Must have a job (stable)

Must drive (I'm not a taxi service) (Exceptions: my brother in law is legally blind so he can't drive)

Would like to explore some of the cool trails and all around here. I don't like to be stuck inside all the time watching TV. Doesn't have to like my music. That loud stuff isn't to everyone's taste.

I think 2 people with anxiety(s) can be compatible. You both know what it's like to be held back by a possible unreasonable fear(s). Could someone who's never experienced them "get" you? How many times do we hear "Just get over it."? Hopefully you can both support each other and try to rectify what's wrong the best you know how.

I would hope you're attractive to each other. But that subject is so subjective
I feel it's like trying to tap dance on a landmine. A kind demeanor, though, would be nice.

BTW I feel like I'm filling out a stupid online dating profile lol!


----------



## Bluestar29 (Oct 26, 2013)

Yes she must have job. Really don't care whether she can drive. 

I'll like her to be extremely geeky. Extremely geeky girls that know more about Star Wars or anime are my weakness. Aside from that, she's willing to try new things to improve her life. Mentally and physically challenge me everyday. Wears glasses also !


----------



## SilentLyric (Aug 20, 2012)

* **Given material**

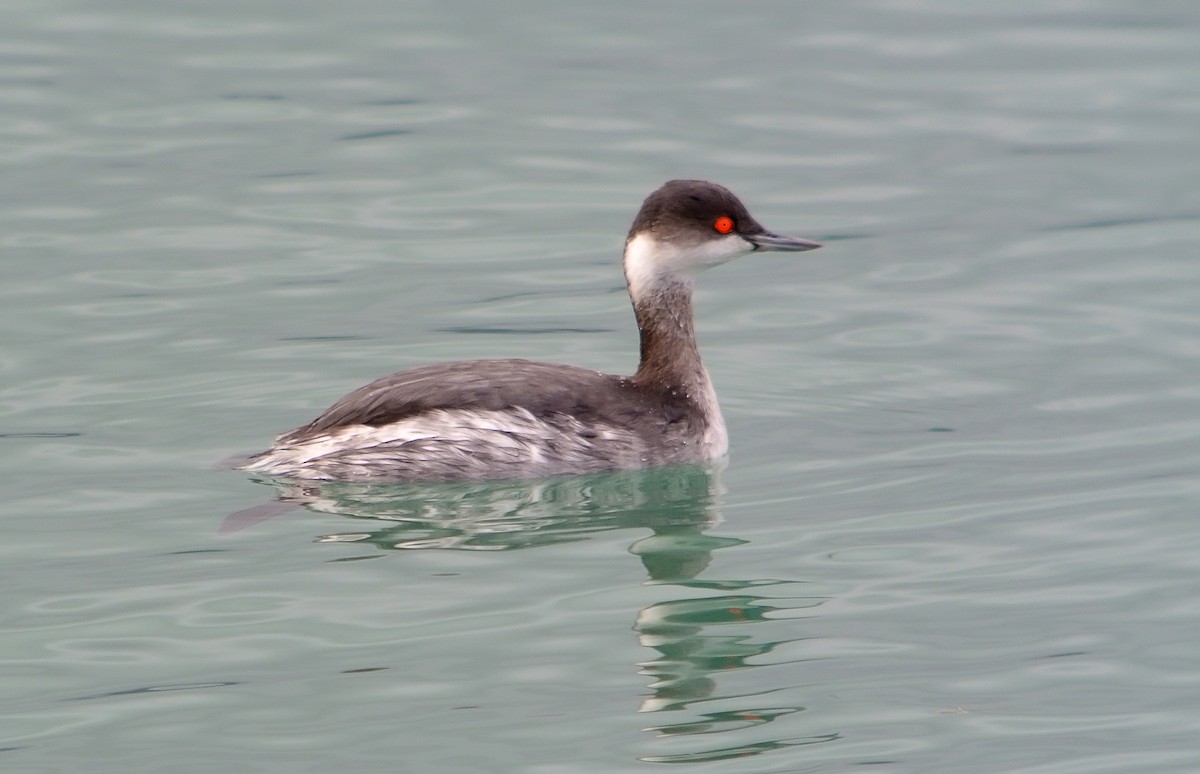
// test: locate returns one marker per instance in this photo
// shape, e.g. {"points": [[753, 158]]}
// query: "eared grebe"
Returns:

* **Task to carry out**
In the forum thread, why can't the first poster's brother-in-law drive? The data shown here is separate material, apart from the forum thread.

* **Solution to this exercise**
He is legally blind.